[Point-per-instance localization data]
····················

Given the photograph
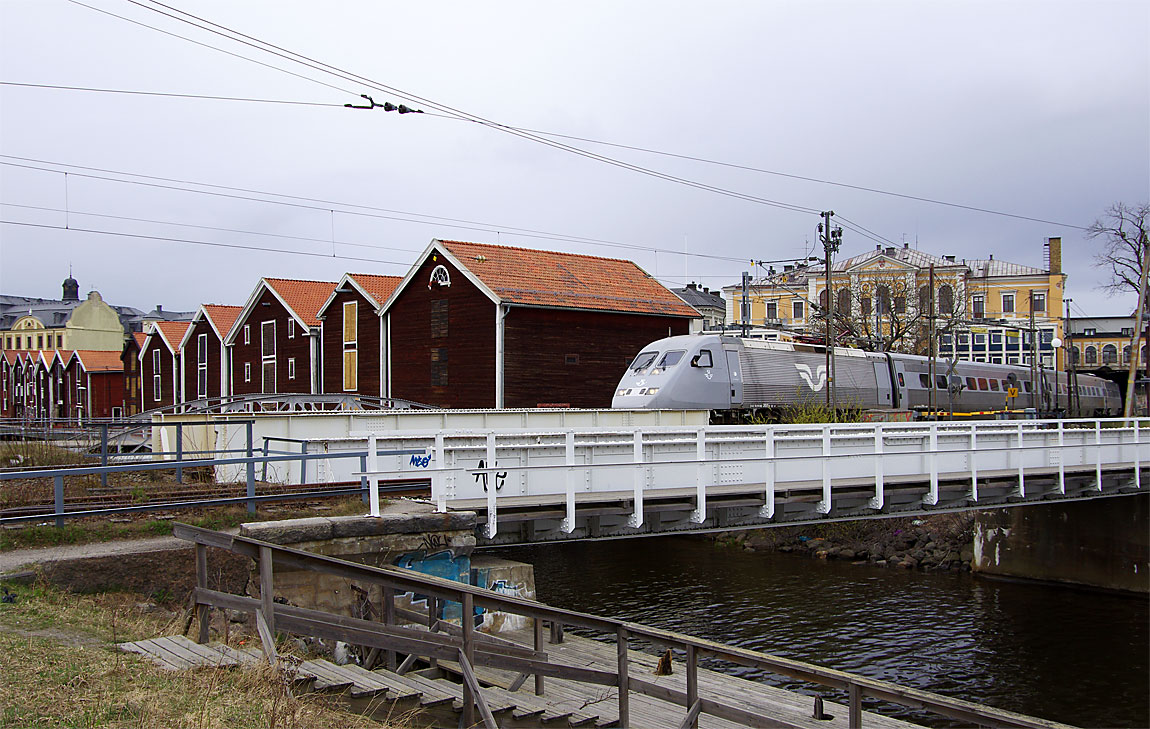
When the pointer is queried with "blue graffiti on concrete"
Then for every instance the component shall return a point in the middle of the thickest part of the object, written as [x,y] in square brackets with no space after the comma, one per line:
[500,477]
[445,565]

····················

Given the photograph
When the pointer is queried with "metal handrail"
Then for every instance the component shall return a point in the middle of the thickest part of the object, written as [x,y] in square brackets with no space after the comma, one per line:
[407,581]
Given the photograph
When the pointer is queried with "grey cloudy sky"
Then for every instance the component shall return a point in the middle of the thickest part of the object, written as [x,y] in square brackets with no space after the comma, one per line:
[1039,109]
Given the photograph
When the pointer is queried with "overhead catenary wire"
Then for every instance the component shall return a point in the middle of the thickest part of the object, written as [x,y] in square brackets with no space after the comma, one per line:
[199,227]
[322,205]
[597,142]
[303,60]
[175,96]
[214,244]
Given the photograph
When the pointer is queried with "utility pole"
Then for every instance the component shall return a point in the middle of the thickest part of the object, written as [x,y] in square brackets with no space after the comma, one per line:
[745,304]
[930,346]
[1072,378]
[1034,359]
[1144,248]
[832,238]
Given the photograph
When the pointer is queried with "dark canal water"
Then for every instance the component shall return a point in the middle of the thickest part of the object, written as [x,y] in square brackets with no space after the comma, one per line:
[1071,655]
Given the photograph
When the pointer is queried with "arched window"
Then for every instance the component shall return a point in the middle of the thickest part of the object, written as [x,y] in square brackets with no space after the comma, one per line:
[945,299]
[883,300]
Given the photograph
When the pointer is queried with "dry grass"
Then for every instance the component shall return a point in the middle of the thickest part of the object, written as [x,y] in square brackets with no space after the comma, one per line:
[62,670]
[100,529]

····················

*The task*
The number of lines in the data holding the string "When" is the whole answer.

*Response to this exercise*
8